Dzien 1


Advertisement
Cambodia's flag
Asia » Cambodia » South » Phnom Penh
October 1st 2007
Published: October 2nd 2007
Edit Blog Post

Dzien 1. LOTNISKO BANKOK
Nie wiem, czy to dzien, czy noc, choc zaczela sie juz niedziela. Ciekawa jestem, kto bedzie czekal na mnie na lotnisku. Korespondowalam z kilkoma hostelami i nie zdziwilabym sie, gdybym po przylocie do PP mogla wybierac, z ktorym kierowca pojade do miasta. ONZ podal nam liste miejsc godnych zaufania i takich, ktore polozone sa blisko przystankow oenzetowskiego busa - jedynej zorganizowanej sieci komuniakcyjnej w PP, o ktorej mi wiadomo.

Najpierw napisalam do Paragon Guesthouse, o ktorym przewodnik Lonely Planet mowi, że ma swietny widok na rzekę. Po kilku dniach dostalam odpowiedz od bylego pracownika Paragona, ktory oferowal mi nocleg w hotelu swojego kuzyna, dodajac jednoczesnie, ze inny jego kuzyn moze odebrac mnie z lotniska. On sam zas nie pracuje juz w Paragonie, ale stara sie otworzyc wlasny hotel i jezeli jeszcze kiedys bede w PP, to zaprasza. Wyobrazilam sobie, ze kolejny jego kuzyn moglby mnie okrasc, a nastepny pocwiartowac i nie odpisalam na jego goscinna wiadomosc. A hostel Paragon popelnil blad podajac w przewodniku prywatny adres swojego pracownika jako adres rezerwacji.

Napisalam wiec do Last Home guest house. Znow, przewodniki podawaly dwa adresy, a ja bedac zapobiegliwa, napisalam na obydwa: pokoj, dla jednej osoby, 5 nocy, ile kosztuje i czy moga odebrac mnie z lotniska? Szybko dostalam odpowiedz, ktora brzmiala mniej wiecej tak: „Dzięk za wiad… Pokoj jest… 4-6 usd.. lotn tak“. Lakonicznie, ale na temat, wiec podalam daty pobytu. Nastepnego dnia dostalam kolejna wiadomosc z Last Home, ktora brzmiala mniej wiecej tak: Dziękujemy bardzo za zainteresowanie naszym hostelem. Owszem, dysponujemy pokojami jednosoobowymni, ktorych ceny kształtują się od 6 do 12 dolarów, w zależności od standardu.“ Dluzsza wiadomosc - drozsze pokoje.

▶ _Dane_
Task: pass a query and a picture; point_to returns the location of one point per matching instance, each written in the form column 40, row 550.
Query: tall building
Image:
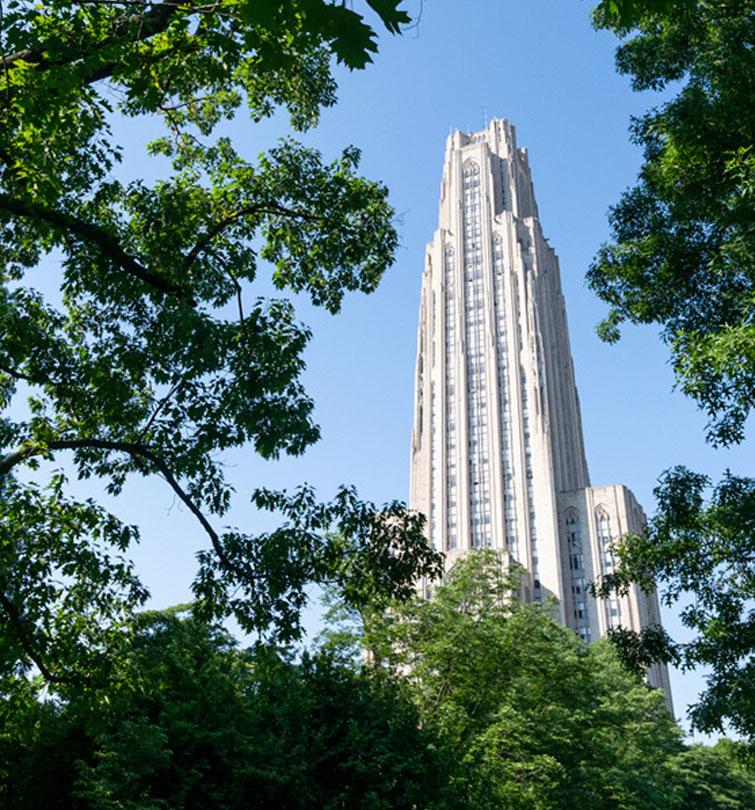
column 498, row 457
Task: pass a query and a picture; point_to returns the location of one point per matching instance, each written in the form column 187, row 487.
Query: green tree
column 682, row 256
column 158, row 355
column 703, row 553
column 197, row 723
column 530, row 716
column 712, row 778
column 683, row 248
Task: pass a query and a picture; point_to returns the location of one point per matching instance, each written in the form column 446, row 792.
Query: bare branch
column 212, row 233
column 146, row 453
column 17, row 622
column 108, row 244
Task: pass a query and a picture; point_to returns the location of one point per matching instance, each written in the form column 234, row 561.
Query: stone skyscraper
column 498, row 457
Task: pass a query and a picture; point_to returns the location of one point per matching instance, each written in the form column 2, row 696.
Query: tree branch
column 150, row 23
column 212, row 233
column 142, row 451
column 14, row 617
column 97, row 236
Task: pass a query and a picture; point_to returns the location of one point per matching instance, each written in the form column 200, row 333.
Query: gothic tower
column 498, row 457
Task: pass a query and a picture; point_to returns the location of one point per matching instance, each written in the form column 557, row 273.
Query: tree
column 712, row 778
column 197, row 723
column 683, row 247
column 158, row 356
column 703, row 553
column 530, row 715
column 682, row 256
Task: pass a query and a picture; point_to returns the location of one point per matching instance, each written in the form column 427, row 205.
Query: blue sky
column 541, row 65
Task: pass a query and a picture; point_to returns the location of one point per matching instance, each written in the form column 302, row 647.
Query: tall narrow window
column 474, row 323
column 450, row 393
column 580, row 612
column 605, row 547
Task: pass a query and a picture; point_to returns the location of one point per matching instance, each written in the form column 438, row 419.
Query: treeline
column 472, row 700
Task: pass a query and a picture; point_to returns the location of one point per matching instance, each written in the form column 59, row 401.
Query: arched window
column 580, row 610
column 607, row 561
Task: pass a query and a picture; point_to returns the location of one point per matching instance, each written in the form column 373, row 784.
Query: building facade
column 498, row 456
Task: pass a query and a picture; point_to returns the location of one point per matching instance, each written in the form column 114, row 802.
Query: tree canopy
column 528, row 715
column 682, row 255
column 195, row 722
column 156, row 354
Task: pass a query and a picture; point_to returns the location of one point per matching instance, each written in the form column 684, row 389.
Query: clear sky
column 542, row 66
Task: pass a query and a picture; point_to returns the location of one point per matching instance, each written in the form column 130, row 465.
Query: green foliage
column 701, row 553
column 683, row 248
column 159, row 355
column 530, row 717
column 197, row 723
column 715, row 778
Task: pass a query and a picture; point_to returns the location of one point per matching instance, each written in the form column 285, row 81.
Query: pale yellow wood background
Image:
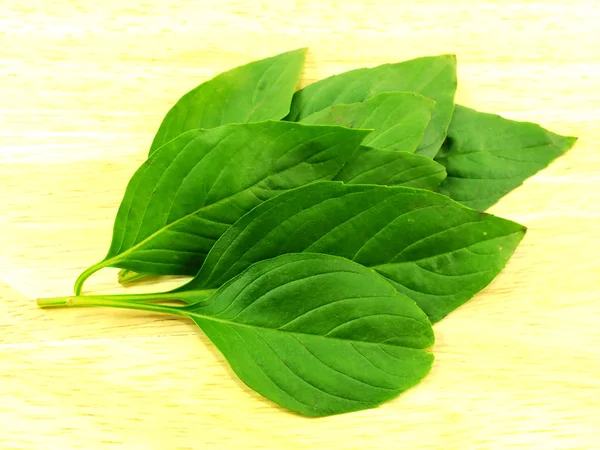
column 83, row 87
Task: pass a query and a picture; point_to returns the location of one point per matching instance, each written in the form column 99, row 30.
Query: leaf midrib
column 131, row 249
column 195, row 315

▶ _Polecenia do zadań_
a: Do którego pensjonatu najpierw wysłano wiadomość według wpisu o podróży do Phnom Penh?
b: Napisz dalszy ciąg wpisu o podróży do Phnom Penh, zaczynając tuż po jego ostatnim zdaniu.
Dane pochodzą z innego źródła niż wpis o podróży do Phnom Penh.

▶ _Odpowiedzi do zadań_
a: Do Paragon Guesthouse.

b:
Przyjelam, ze ta druga wiadomosc pochodzila faktycznie z Last Home, a pierwsza od kolejnego nielojalnego pracownika, ktory tym razem nie chcial sie nawet przyznac, ze proponuje mi pokoj na wlasnym poddaszu, a nie w hotelu. Ktos skomentowal całą sytuację mówiąc, że wojna zniszczyla morale Khmerow i oto mam przykład.

Tajowie na lotnisku. Nie znoszę tego jezyka. Nie pamietam, jak brzmi khmerski, ale mam nadzieje, ze mniej piskliwie i męcząco. Pamietam, na obozie w Tajlandii codziennie rano budzilo mnie ujadanie psow i awanturujaca sie Tajka. Myslalam wtedy, ze w tym jezyku nikt niemoze brzmiec inteligentnie. Zastanawialam sie nad lekcjami khmerskiego, ale 3 miesiace to chyba za kroko, zeby w ogole zacząć, szczegolnie, ze mam tyle inych planów.

A gdy wydawalo mi sie, po ozywionej i kulturtalnej korespondencji z Last Home, że zarowno nocleg , jak i transfer mam już zaaranżowane, W PIATEK znów odezwał sie niby-Last Home, pisząc „Kiedy przyj… na lotn…, to mnie odbie….“. Nie odpisałam. Ale kto wie, może ktoś z tabliczką „oziemska“ będzie czekał od rana

Jakikolwiek by mój hotel nie był, nie zamierzam tam dlugo zabawić.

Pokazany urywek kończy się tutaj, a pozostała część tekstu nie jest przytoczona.